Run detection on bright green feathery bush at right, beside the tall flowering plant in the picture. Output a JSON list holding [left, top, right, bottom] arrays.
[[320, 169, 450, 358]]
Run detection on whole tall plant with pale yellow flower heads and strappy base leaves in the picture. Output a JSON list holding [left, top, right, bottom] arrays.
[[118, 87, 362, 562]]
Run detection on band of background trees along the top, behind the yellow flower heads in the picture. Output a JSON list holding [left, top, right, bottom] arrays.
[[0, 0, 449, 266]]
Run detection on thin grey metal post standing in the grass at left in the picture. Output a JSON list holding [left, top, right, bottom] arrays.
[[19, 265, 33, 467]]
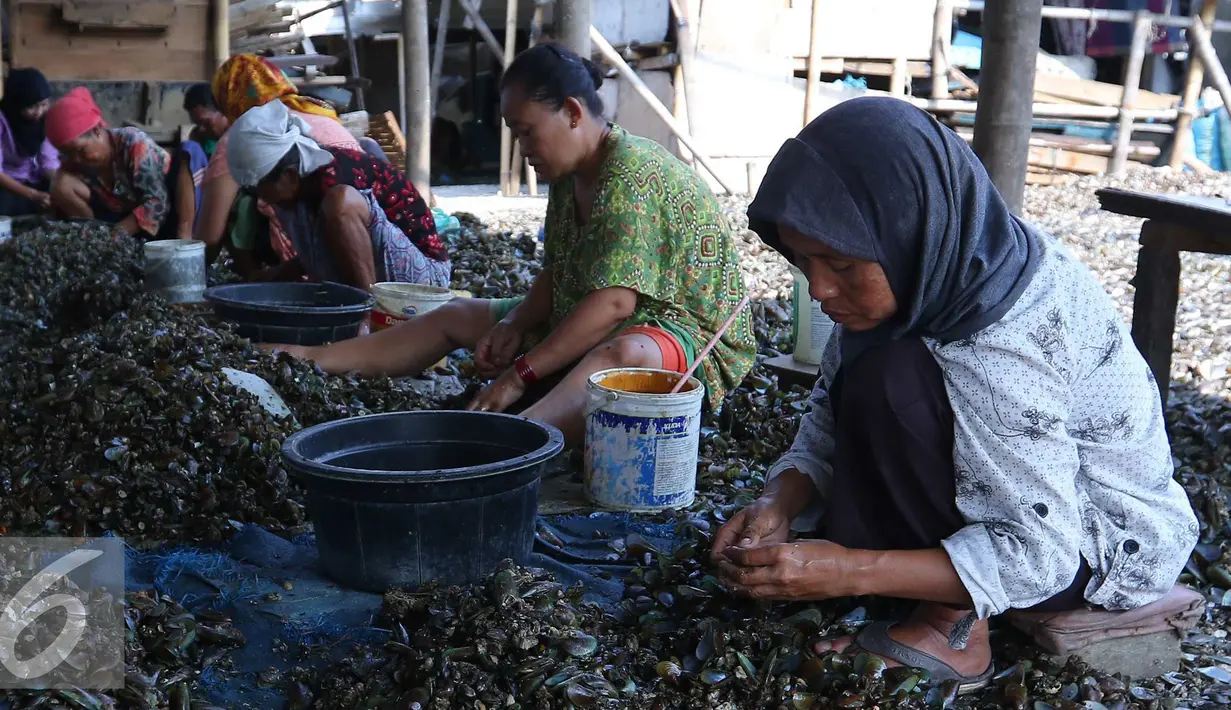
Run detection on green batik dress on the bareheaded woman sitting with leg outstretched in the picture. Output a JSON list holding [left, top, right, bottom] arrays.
[[544, 126, 757, 407]]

◆ ◆ ◆ ◆

DESCRIPTION OF THE TASK
Please output an exact repetition of the lines from the line containing "Run detection on thin" to the end of the records, both included, with no pictures and no additional text.

EXPECTED ANSWER
Run detection on thin grey metal post standing in the grass at left in the picture. Output a JSON list holding [left, top, right, bottom] arrays.
[[19, 265, 33, 467]]
Run detection on green batik dress on the bareheaded woman sitting with leg outstretched in the picture. Output a JSON list holding [left, top, right, bottom] arrays.
[[544, 126, 757, 407]]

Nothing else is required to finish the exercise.